Once the images are set aside, print the remaining lines below exactly.

Image-grounded pointing data
▼
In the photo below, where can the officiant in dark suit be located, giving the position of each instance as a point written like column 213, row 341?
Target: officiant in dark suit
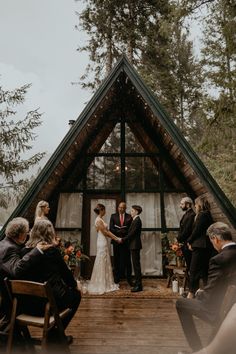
column 222, row 273
column 119, row 226
column 186, row 228
column 134, row 241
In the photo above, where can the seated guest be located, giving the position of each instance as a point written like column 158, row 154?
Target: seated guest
column 222, row 273
column 12, row 264
column 42, row 211
column 53, row 269
column 199, row 245
column 225, row 340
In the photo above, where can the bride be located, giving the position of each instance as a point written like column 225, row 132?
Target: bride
column 102, row 280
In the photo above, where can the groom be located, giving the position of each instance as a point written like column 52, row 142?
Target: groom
column 119, row 226
column 134, row 241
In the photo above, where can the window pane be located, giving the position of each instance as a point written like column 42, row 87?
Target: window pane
column 173, row 212
column 131, row 143
column 104, row 173
column 141, row 173
column 150, row 202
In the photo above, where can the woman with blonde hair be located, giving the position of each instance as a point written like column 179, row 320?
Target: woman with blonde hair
column 102, row 280
column 200, row 245
column 53, row 269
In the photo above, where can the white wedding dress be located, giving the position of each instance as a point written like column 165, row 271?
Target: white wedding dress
column 102, row 280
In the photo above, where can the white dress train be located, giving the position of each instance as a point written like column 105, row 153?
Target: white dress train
column 102, row 280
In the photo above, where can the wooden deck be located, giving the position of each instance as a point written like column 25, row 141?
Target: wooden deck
column 131, row 326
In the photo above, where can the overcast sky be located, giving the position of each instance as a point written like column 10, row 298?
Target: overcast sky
column 38, row 45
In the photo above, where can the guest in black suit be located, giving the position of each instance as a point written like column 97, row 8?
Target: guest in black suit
column 12, row 264
column 185, row 229
column 200, row 245
column 222, row 273
column 53, row 269
column 135, row 245
column 119, row 226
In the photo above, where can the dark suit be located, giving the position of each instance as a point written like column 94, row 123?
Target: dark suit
column 13, row 266
column 134, row 241
column 122, row 261
column 222, row 272
column 185, row 230
column 202, row 250
column 53, row 269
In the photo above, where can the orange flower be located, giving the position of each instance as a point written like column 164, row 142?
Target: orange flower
column 175, row 247
column 78, row 254
column 66, row 258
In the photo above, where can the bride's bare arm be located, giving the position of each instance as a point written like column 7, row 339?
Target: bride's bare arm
column 100, row 227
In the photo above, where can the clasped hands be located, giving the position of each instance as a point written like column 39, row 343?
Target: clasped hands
column 120, row 240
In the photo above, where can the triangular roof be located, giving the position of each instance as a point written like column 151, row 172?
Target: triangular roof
column 124, row 83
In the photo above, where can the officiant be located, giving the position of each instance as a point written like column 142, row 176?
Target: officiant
column 119, row 225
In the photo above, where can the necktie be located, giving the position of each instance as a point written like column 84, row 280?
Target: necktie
column 121, row 219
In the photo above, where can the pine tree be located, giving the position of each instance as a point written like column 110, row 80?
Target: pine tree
column 16, row 135
column 218, row 146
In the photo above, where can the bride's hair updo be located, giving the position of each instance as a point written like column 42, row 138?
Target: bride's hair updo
column 98, row 208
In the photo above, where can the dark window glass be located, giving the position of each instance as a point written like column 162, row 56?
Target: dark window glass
column 131, row 142
column 104, row 173
column 141, row 173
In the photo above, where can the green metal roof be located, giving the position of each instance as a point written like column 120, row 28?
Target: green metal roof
column 194, row 161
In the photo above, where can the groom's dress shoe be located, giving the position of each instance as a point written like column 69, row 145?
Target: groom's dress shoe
column 129, row 281
column 136, row 289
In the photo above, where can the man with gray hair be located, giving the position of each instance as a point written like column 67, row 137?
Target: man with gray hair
column 186, row 227
column 222, row 273
column 12, row 264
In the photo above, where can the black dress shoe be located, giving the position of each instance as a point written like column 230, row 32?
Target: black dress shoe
column 129, row 281
column 136, row 289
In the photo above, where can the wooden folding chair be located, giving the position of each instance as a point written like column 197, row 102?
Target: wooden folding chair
column 52, row 317
column 228, row 301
▲
[SOLUTION TO THIS TASK]
In the photo below, where can the officiant in dark suit be located, giving the position of each instance as a point written like column 213, row 341?
Target: officiant in dark suit
column 222, row 273
column 119, row 226
column 186, row 228
column 134, row 241
In the photo above, where can the seated guest be located, giving the position of each instance as a point written like column 158, row 154?
Target: seated guest
column 222, row 273
column 12, row 264
column 42, row 211
column 53, row 269
column 199, row 245
column 225, row 340
In the photo above, where can the bride be located, giving the position of each instance as a point written like column 225, row 132?
Target: bride
column 102, row 280
In the photo above, where can the groom be located, giving the position of each instance as a point written like column 52, row 142?
Target: groom
column 119, row 226
column 134, row 241
In the photo above, where can the window pane be located, giving the position of each instance as a point written like column 42, row 87?
Target: window pane
column 173, row 212
column 131, row 143
column 104, row 173
column 141, row 173
column 150, row 202
In the photo above, where can the woman with blonde hair be located, giving the position of each instance as a point written like column 179, row 320?
Target: woman with blonde hair
column 102, row 280
column 200, row 245
column 53, row 269
In the photo above, where can the white wedding dress be located, giving the position of each instance as a point written like column 165, row 271?
Target: white wedding dress
column 102, row 280
In the photo above, where can the white dress train be located, giving the position of each instance as a point written like column 105, row 153?
Target: white dress train
column 102, row 280
In the photo above, where can the wooden deck be located, giving the position of each instance as a point written like column 25, row 141?
Target: wooden deck
column 131, row 326
In the photo above, where can the overcast sky be located, giving the position of each instance as a point written like column 10, row 298?
Target: overcast sky
column 38, row 45
In the photo above, where can the guest in black suit be located, giving the position of each instance as a point written like column 97, row 8?
Target: guest in black suit
column 12, row 264
column 185, row 229
column 200, row 245
column 222, row 273
column 53, row 269
column 135, row 245
column 119, row 226
In the photo above, where can the dark suit be located, giving the position of each instance as a point written like column 94, row 123?
Target: dark suit
column 13, row 266
column 134, row 241
column 122, row 261
column 222, row 272
column 185, row 230
column 202, row 250
column 53, row 269
In the photo above, where can the orange flower be located, giving the position of each instance as a point written like column 164, row 142?
Target: orange flower
column 175, row 247
column 78, row 254
column 66, row 258
In the photo above, where can the bride's bare arm be located, giving the position of each instance as a point written like column 7, row 339?
Target: bride's bare arm
column 100, row 227
In the photo above, where can the clasped hands be located, giving the position of each instance as a point written like column 39, row 343?
Target: clasped hands
column 120, row 240
In the photo above, where can the triangular roof be located, giving the position of each instance as a point written like column 151, row 172?
Target: triangular roof
column 124, row 83
In the photo above, where can the officiant be located, giving the position of each instance as a point written like column 142, row 176?
Target: officiant
column 119, row 225
In the photo above, where can the necktie be located, giving the position of each instance as a point written like column 84, row 280?
Target: necktie
column 121, row 219
In the photo above, where can the pine tree be located, giving the position of each instance as a point written like column 110, row 80?
Target: pine tree
column 16, row 135
column 218, row 146
In the photo above, where can the bride's hair updo be located, giving the position of each instance as a point written like column 42, row 138?
Target: bride's hair updo
column 98, row 208
In the photo above, where can the dark window glass be located, giving the position of each instance as a point written like column 162, row 56?
Target: dark window glass
column 131, row 142
column 104, row 173
column 141, row 173
In the photo above, where can the green metal roof be located, giving the position of each instance as a point written like column 120, row 28?
Target: green metal roof
column 194, row 161
In the photo above, where can the groom's dress shoe be located, giving the position of each instance as a point written like column 69, row 145?
Target: groom's dress shoe
column 129, row 281
column 136, row 289
In the photo above, where can the man with gray hair be located, giving the position of each instance as a point written like column 67, row 137?
Target: man with gray hair
column 186, row 227
column 222, row 273
column 12, row 264
In the photo above, where can the black dress shoe be located, giving the position of each instance as a point written like column 230, row 32?
Target: black dress shoe
column 129, row 281
column 136, row 289
In the photo above, where can the wooden folding chair be located, giving the position of each instance as a point written like column 197, row 102?
Target: wooden folding chair
column 52, row 317
column 228, row 301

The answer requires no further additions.